_O QUE FAZER_. Transcreva do texto sobre a homenagem a Manoel de Oliveira o trecho que começa em "À saída da cerimónia, questionado" e segue até "dedicada ao cineasta.".

====== TRECHO DO TEXTO

A solenidade do acto protocolar, integrado no 25.º aniversário da Universidade Portucalense, no Porto, não resistiu à proverbial informalidade do realizador, que, apesar da boa disposição, não deixou, porém, de questionar amiúde os anunciados cortes na área da cultura. "Ajudar o cinema não é nenhum favor. É uma obrigação", defendeu, ao mesmo tempo que recordou que, "na Grécia Antiga, o Estado pagava às pessoas para assistirem às peças". "Fazia-o porque sabia que as artes contribuem para a formação do indivíduo", vincou.
O argumento da poupança orçamental não convence Oliveira. "O cinema envolve muita gente. Actores, técnicos, etc. Os impostos que eles pagariam se trabalhassem seriam superiores ao que poupam nos cortes. A actividade não pode parar. Se pára, o país morre".
A "situação difícil" que Portugal atravessa voltou a ser aflorada pelo realizador para falar do seu mais recente projecto, "O gebo e a sombra". Adaptação de um conto de Raul Brandão, o filme está ambientado no início do século XX, "mas de forma indirecta também representa a actualidade, já que fala da pobreza, honestidade e falta de valores".
Trabalhar textos de escritores é um acto recorrente em Oliveira, cujo cinema nunca escondeu o fascínio pela palavra, adaptando livros de autores como Camilo Castelo Branco ou Agustina Bessa-Luís. Mas a decisão de filmar "O gebo e a sombra" nasceu de forma casual, explicou: "Foi um espectador que me desafiou a fazer um filme sobre os pobres".
Se, nas intervenções iniciais, a "resistência" do cineasta foi uma das virtudes mais elogiadas pelos oradores, Manoel de Oliveira fez questão de explicar as razões pelas quais continua hoje tão apaixonado pela sétima arte como quando começou, há 80 anos: "É uma invenção extraordinária, a que mais se aproxima da vida. Alguém disse, certa vez, que o cinema é o espelho da vida e não posso deixar de dar razão".
À saída da cerimónia, questionado pelo JN, Oliveira confessou-se sensibilizado com a homenagem, "ainda para mais por ser na minha cidade". "Não sei se é merecida. Acho que não. O meu ofício é o cinema e fico orgulhoso quando é reconhecido"...
Além da imposição das insígnias e da criação de uma cátedra dedicada ao estudo da obra de Manoel de Oliveira, a Universidade Portucalense encomendou uma peça artística dedicada ao cineasta.

============
====== DADOS FORNECIDOS

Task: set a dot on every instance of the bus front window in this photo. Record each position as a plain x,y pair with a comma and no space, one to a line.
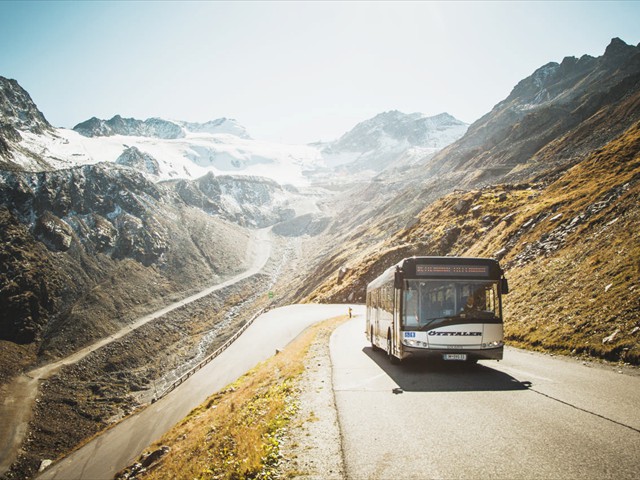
428,300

============

_RESULTADO DA TAREFA_.
À saída da cerimónia, questionado pelo JN, Oliveira confessou-se sensibilizado com a homenagem, "ainda para mais por ser na minha cidade". "Não sei se é merecida. Acho que não. O meu ofício é o cinema e fico orgulhoso quando é reconhecido"...
Além da imposição das insígnias e da criação de uma cátedra dedicada ao estudo da obra de Manoel de Oliveira, a Universidade Portucalense encomendou uma peça artística dedicada ao cineasta.